**Passage shown**.
┌────────
WIP on updating FluxDenoise to support FLUX Fill.

RyanJDick · psychedelicious · commit f13a07ba6a32 · 2025-03-19T14:45:18.000+11:00
diff --git a/invokeai/app/invocations/flux_denoise.py b/invokeai/app/invocations/flux_denoise.py
@@ -267,8 +267,22 @@ def _run_diffusion(
         if is_schnell and self.control_lora:
             raise ValueError("Control LoRAs cannot be used with FLUX Schnell")
 
-        # Prepare the extra image conditioning tensor if a FLUX structural control image is provided.
-        img_cond = self._prep_structural_control_img_cond(context)
+        # TODO(ryand): It's a bit confusing that we support inpainting via both FLUX Fill and masked image-to-image.
+        # Think about ways to tidy this interface, or at least add clear error messages when incompatible inputs are
+        # provided.
+
+        # Prepare the extra image conditioning tensor if either of the following are provided:
+        # - FLUX structural control image
+        # - FLUX Fill conditioning
+        img_cond: torch.Tensor | None = None
+        if self.control_lora is not None and self.fill_conditioning is not None:
+            raise ValueError("Control LoRA and Fill conditioning cannot be used together.")
+        elif self.control_lora is not None:
+            img_cond = self._prep_structural_control_img_cond(context)
└────────
**Material**.
┌────────
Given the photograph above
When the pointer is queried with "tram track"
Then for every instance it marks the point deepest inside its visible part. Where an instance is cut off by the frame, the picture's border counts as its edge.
└────────
**Set exercise A**. According to the TODO comment in the FLUX Fill diff, why should the interface be tidied or given clearer error messages?
**Set exercise B**. Name every attribute or method that the FLUX Fill diff accesses through `self`.
**Set exercise C**. Pick up the FLUX Fill diff after its last line and write the code that comes next.
The listing is not needed for any of these tasks.

**Exercise answer A**. The comment says it is a bit confusing that inpainting is supported through both FLUX Fill and masked image-to-image. Tidying the interface, or at least adding clear error messages when incompatible inputs are provided, would address that confusion.

**Exercise answer B**. `control_lora`, `fill_conditioning`, `_prep_structural_control_img_cond`

**Exercise answer C**.
+        elif self.fill_conditioning is not None:
+            img_cond = self._prep_flux_fill_img_cond(
+                context, device=TorchDevice.choose_torch_device(), dtype=inference_dtype
+            )
 
         inpaint_mask = self._prep_inpaint_mask(context, x)
 
@@ -672,6 +686,56 @@ def _prep_structural_control_img_cond(self, context: InvocationContext) -> torch
         vae_info = context.models.load(self.controlnet_vae.vae)
         return FluxVaeEncodeInvocation.vae_encode(vae_info=vae_info, image_tensor=img_cond)
 
+    def _prep_flux_fill_img_cond(
+        self, context: InvocationContext, device: torch.device, dtype: torch.dtype
+    ) -> torch.Tensor | None:
+        """Prepare the FLUX Fill conditioning.
+
+        This logic is based on:
+        https://github.com/black-forest-labs/flux/blob/716724eb276d94397be99710a0a54d352664e23b/src/flux/sampling.py#L107-L157
+        """
+        if self.fill_conditioning is None:
+            return None
+
+        # TODO(ryand): We should probable rename controlnet_vae. It's used for more than just ControlNets.
+        if not self.controlnet_vae:
+            raise ValueError("controlnet_vae must be set when using a FLUX Fill conditioning.")
+
+        # Load the conditioning image and resize it to the target image size.
+        cond_img = context.images.get_pil(self.fill_conditioning.image.image_name, mode="RGB")
+        cond_img = cond_img.resize((self.width, self.height), Image.Resampling.BICUBIC)
+        cond_img = np.array(cond_img)
+        cond_img = torch.from_numpy(cond_img).float() / 127.5 - 1.0
+        cond_img = einops.rearrange(cond_img, "h w c -> 1 c h w")
+        cond_img = cond_img.to(device=device, dtype=dtype)
+
+        # Load the mask and resize it to the target image size.
+        mask = context.tensors.load(self.fill_conditioning.mask.tensor_name)
+        assert mask.dtype == torch.bool
+        mask = mask.to(device=device, dtype=dtype)
+        mask = einops.rearrange(mask, "h w -> 1 1 h w")
+
+        # Prepare image conditioning.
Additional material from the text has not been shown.